# 引用文
以前保育士をしていた人がもう一度保育士として働こうと考えたとき、「子育てと家庭の両立はできるかな」「今の保育についていけるか心配」という不安を感じる方は多いです。
事実、保育士の資格を持ちながら、現在は保育士として働いていない人が全国に約80万人います。
そこで今回は、再就職に不安を感じている保育士の方に、その不安の解消法や今の保育環境がどのように変わっているのか、詳しくご紹介します。
「子どもと接することが好き」「資格を活かして子どもと関わる仕事をしたい」と考えている方は、ぜひ参考にしてください。
保育士の働く環境は良くなってきている
資格保有者の約67%が保育士として働いていない「潜在保育士」であることをご存知でしょうか。
保育施設の数は増加しているものの、肝心の「待機児童」の問題は一向に解決しません。

# 提示された記録
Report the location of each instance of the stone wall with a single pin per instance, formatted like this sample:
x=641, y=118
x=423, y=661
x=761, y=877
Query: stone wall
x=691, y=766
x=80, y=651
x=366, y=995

# 解くべき課題
[A] 引用文によると、保育士の資格を持ちながら現在は保育士として働いていない人は、全国に約何人いますか。
[B] 引用文から、「以前保育士をしていた人がもう」で始まり「あることをご存知でしょうか。」で終わる部分を、一字一句違えずに抜き出してください。
[C] 保育士の再就職を扱った引用文を、最後の文の後から書き継いでください。

# 期待される出力
[A] 約80万人です。

[B]
以前保育士をしていた人がもう一度保育士として働こうと考えたとき、「子育てと家庭の両立はできるかな」「今の保育についていけるか心配」という不安を感じる方は多いです。
事実、保育士の資格を持ちながら、現在は保育士として働いていない人が全国に約80万人います。
そこで今回は、再就職に不安を感じている保育士の方に、その不安の解消法や今の保育環境がどのように変わっているのか、詳しくご紹介します。
「子どもと接することが好き」「資格を活かして子どもと関わる仕事をしたい」と考えている方は、ぜひ参考にしてください。
保育士の働く環境は良くなってきている
資格保有者の約67%が保育士として働いていない「潜在保育士」であることをご存知でしょうか。

[C]
その原因の一つとして、保育現場の人材不足があげられます。
そこで注目されているのが潜在保育士です。
潜在保育士を復職させるために、国や自治体による様々なサポートが展開されています。
例えば、「処遇改善手当の加算」「ICT導入で残業減への取り組み」「再就職支援」などです。
改善要望の多い、給与面や仕事面を国や自治体がサポートすることで、潜在保育士が復職したいと思える労働環境にするための改善が進んでいます。
以前、保育士として働いていた人が最近の求人情報を見たら「保育士の働く環境が良くなってきた」と感じるかもしれません。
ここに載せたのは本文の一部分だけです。